* [CONSIGNA]: ¿Puedes continuar el texto sobre Quito en la novela a partir de su última oración?

* [TEXTO PROPORCIONADO]:
Casi descomunal el encomio, porque Quito ha estado presente en la novela, de layas diversas, que han ido desde el vago telón de fondo hasta el escenario, u ominoso o nostálgico, desde Pacho Villamar, y, aun antes, la Relación de un veterano de la independencia. Quito revivida, acaso reinventada, hecha de jirones de desvaídos recuerdos o de ráfagas de medrosas seducciones, agobiadora y fascinante…

Quito está presente en esta novela desde la primera carta –porque una de las voces narrantes son cartas que escriben desde Quito al doctor Aguirre, medio exiliado en Guayaquil, sus hermanas. En ella, fechada a 3 de enero de 1937, vemos partir el tren. Y nos imaginamos una de esas bulliciosas locomotoras que salían de la estación de Chimbacalle arrastrando sus vagones de primera, segunda y tercera. Y el cielo. Ese cielo que marca de tan curiosos modos el ser y vivir de las gentes quiteñas: “el cielo de la ciudad acompañó nuestras penas - recuerda la hermana en su carta a Aguirre-, nos llovió incesantemente”.

Debo repetir lo que dije en aquella memorable oportunidad. Que estas cartas son el mayor documento literario que conozco de la vida de Quito. Deben esta condición privilegiada a ese mismo ser cartas, Y a cartas que se escriben desde la cotidianidad para contar lo cotidiano. Por ello su quiteñidad es vivida y se nos comunica en la inmediatez de lo familiar e íntimo. Solo allí podían tener lugar la azotea que, herida de tiempo y lluvias, ha acabado por caerse, y la señora del zaguán que no ha pagado el arriendo, y esa Vienesa en la que se compraban bizcochos y pastas para el hermano al que suponemos goloso como buen quiteño, y la afanosa búsqueda de empleo público para salir de pobrezas…

Se dice por ahí, de uno de los personajes, Gustavo, que “se hizo quiteño peregrinando por la ciudad”. Hay quiteños que se han hecho peregrinando en pintoresca bohemia de cantina en cantina; hay beatas que se han hecho peregrinando de iglesia en iglesia y de cuarenta horas en cuarenta horas; hay las encopetadas damas que han peregrinado de visita en visita, y otros nos hemos hecho peregrinando de librería de viejo en zaguanes atestados de libros y revistas. Del peregrinar a lo largo de un día del señor Bloom por Dublín hizo Joyce una de las obras cumbres de la novela del siglo XX. Ese volver a Ítaca en Odisea antiheroica fue símbolo y signo y testimonio de un mundo que extravió cualquier camino de grandeza.

* [EXTRACTO DE DATOS]:
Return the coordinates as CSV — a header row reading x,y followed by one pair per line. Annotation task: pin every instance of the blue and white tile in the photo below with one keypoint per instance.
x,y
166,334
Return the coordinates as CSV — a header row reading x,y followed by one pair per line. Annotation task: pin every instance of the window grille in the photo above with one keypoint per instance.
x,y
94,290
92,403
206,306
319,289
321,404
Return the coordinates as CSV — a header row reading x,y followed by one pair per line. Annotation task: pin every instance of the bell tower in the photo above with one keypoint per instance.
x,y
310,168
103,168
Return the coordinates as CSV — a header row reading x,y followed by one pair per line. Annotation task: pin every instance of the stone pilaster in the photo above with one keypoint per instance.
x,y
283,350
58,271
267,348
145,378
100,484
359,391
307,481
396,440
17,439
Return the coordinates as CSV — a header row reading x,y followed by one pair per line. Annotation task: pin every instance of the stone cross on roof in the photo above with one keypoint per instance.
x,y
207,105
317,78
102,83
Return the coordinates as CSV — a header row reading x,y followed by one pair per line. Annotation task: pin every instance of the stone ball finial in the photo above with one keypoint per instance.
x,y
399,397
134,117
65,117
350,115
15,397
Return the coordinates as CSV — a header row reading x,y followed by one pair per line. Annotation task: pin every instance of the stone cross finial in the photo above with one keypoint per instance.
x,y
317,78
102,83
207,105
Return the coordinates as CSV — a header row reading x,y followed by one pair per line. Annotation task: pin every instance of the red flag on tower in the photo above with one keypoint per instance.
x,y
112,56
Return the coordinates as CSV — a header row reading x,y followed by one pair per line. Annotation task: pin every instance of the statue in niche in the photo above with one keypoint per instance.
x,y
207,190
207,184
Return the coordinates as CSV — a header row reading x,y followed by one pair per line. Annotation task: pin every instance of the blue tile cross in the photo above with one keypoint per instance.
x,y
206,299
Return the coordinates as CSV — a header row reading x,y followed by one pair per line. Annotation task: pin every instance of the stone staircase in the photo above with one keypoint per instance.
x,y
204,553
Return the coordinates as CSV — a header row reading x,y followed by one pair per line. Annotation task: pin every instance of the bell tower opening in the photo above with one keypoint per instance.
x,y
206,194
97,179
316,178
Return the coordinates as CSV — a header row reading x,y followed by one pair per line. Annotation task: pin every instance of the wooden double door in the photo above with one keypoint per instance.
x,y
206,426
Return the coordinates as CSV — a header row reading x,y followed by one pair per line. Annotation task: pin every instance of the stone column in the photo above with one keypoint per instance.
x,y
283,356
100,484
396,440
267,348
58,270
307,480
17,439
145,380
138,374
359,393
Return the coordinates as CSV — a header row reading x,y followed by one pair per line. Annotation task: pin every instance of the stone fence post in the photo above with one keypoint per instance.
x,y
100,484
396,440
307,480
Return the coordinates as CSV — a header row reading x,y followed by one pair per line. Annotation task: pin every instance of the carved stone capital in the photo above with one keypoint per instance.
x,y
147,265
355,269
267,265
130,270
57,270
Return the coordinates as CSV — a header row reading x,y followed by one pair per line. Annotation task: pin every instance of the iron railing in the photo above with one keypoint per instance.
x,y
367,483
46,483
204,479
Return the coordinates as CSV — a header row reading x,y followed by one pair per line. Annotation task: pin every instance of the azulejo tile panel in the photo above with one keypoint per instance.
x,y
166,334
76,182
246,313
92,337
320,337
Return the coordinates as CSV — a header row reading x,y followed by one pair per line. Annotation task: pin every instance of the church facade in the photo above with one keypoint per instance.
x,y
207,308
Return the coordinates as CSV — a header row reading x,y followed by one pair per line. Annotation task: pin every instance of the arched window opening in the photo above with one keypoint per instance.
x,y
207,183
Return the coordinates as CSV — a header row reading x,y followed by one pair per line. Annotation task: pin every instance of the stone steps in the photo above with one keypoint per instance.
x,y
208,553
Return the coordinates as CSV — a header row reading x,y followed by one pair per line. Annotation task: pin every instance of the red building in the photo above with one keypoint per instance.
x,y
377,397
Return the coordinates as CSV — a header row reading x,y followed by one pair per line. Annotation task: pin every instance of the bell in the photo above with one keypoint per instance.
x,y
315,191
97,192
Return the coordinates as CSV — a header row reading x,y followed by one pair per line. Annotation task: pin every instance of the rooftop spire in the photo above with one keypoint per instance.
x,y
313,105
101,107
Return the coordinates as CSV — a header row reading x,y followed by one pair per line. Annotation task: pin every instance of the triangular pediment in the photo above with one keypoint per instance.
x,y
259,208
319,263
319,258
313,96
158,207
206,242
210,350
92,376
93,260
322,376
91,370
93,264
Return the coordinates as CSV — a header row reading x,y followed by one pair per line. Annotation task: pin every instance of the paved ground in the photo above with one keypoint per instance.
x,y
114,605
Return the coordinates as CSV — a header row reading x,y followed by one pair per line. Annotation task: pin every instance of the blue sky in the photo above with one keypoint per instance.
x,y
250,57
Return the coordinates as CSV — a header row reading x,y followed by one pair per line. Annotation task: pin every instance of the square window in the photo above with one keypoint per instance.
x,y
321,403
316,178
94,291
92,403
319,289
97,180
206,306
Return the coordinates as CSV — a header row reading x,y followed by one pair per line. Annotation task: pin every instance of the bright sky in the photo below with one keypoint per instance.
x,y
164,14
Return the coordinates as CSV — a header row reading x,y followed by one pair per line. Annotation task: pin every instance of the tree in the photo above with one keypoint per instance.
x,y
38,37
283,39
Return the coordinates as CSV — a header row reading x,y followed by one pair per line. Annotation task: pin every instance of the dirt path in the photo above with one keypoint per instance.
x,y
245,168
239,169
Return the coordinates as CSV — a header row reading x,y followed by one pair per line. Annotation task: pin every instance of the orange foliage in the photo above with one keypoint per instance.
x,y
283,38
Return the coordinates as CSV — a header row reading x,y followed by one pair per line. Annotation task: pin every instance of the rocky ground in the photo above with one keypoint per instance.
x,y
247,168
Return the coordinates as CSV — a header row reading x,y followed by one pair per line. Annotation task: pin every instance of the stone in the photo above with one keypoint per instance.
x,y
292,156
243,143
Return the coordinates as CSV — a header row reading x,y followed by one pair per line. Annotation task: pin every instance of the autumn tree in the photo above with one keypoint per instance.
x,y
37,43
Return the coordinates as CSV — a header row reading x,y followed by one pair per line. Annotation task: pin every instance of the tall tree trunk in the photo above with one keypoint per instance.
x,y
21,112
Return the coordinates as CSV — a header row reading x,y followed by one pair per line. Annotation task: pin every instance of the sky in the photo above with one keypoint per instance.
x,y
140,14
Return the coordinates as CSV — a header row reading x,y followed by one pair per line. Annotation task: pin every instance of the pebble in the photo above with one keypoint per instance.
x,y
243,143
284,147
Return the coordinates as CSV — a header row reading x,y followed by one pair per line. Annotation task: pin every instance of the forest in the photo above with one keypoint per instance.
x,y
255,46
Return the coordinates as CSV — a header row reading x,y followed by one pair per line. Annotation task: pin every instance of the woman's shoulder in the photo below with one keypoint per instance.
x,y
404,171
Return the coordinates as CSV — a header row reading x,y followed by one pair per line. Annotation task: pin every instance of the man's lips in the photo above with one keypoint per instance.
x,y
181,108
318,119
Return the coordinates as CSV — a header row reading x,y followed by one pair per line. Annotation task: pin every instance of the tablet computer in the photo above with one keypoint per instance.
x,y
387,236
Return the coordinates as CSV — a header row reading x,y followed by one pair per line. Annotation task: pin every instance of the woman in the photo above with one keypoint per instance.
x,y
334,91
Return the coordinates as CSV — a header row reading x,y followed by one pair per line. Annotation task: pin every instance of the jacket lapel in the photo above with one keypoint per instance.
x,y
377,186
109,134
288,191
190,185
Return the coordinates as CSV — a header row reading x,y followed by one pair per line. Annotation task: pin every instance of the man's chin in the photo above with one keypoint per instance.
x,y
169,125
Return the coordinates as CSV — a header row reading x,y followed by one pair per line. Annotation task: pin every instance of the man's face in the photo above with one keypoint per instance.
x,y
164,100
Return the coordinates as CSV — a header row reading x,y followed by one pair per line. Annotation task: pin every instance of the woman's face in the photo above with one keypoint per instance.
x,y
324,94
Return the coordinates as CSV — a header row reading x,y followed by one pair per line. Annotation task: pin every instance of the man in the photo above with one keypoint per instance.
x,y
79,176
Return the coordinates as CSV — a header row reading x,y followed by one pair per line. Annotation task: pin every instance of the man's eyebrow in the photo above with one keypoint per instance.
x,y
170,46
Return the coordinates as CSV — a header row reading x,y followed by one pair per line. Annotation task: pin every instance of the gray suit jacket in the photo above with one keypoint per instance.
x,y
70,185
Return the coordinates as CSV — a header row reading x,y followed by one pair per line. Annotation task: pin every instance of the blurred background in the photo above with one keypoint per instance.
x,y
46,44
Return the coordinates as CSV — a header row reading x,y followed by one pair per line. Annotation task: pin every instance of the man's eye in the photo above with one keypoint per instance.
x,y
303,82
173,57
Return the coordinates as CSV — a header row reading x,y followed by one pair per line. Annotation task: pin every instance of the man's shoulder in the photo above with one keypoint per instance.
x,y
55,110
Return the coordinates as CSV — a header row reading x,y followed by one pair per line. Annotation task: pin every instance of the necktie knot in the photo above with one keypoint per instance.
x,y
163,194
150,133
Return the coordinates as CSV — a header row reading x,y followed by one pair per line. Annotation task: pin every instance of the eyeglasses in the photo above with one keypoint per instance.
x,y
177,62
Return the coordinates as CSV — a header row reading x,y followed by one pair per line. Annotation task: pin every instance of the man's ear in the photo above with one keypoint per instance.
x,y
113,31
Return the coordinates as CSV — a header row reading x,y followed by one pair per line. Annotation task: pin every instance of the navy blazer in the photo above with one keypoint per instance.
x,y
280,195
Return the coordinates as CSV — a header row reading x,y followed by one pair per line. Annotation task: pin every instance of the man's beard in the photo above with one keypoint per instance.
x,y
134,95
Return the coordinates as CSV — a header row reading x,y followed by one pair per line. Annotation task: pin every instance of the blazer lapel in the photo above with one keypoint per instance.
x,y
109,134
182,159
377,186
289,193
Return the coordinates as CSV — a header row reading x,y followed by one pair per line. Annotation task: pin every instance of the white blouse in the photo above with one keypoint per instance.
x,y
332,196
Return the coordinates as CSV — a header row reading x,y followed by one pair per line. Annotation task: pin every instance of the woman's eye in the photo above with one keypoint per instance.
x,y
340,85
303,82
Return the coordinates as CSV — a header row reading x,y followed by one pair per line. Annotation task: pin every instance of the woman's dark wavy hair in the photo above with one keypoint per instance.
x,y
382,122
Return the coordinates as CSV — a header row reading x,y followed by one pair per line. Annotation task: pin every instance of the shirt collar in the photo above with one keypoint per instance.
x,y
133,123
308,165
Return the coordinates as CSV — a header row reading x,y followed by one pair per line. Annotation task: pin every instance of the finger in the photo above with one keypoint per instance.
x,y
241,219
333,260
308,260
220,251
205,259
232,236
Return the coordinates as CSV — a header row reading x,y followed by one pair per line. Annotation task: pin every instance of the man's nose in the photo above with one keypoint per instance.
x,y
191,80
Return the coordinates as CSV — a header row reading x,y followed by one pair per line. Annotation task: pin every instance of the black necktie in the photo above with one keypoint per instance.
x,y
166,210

* [RESULTADO DEL EJERCICIO]:
También cobra alguna dimensión simbólica el Quito de Árbol al filo del desierto y el peregrinar y vagar y andarse a salto de mata y con aldeana avidez de riquezas y placeres de las gentes que habitan la novela. En ello sentimos la obra vecina a las más quiteñas de ese gran cronista épico de Quito que fue Icaza. Pero él, como hombre de teatro que siempre fue, hizo de la ciudad escenario para las andanzas y sueños y perplejidades de la figura más grande que haya hecho la novela quiteña, el chulla Romero y Flores.

Hemos de repetirlo, Quito no es escenario para peripecias de unos personajes en Árbol al filo del desierto. Por supuesto hay esos personajes, y nos interesan sus idas y venidas, participamos de sus necesidades y sus pequeñas aspiraciones, los acompañamos en sus lances eróticos lo mismo que en sus quiteños reumatismos. Pero todo ello viviendo en Quito, respirando su aire, atentos como esos quiteños al dictador que acaba por caerse e intimidados por la inminencia del nuevo golpe militar. Apenas hace falta recordar la fecha en que se escribió la carta que abre la novela: 1937. Estamos en un Quito que fue. En esa gran aldea o pequeña urbe con tranvía que corría traqueteando de Chimbacalle a donde la Colón desembocaba en una “6 de Diciembre” que desde allí hacia el norte pasaba a vía empedrada flanqueada por quintas…

Quiteños y no quiteños –chagras y gringos-, viejos y jóvenes, varones y mujeres. ¡Cuántas lecturas se harán del Quito de Árbol al filo del desierto! Acaso ello sea lo más importante de esta nueva edición de la novela. Solo la literatura tiene esos poderes. Y en la literatura, es privilegio de la novela poder sumergir al lector en un clima, un aire, unos espacios y tiempos. Hacer de él, como dijera tan agudamente Ortega y Gasset, un provinciano transitorio. Esta novela nos hace, sin duda, quiteños transitorios.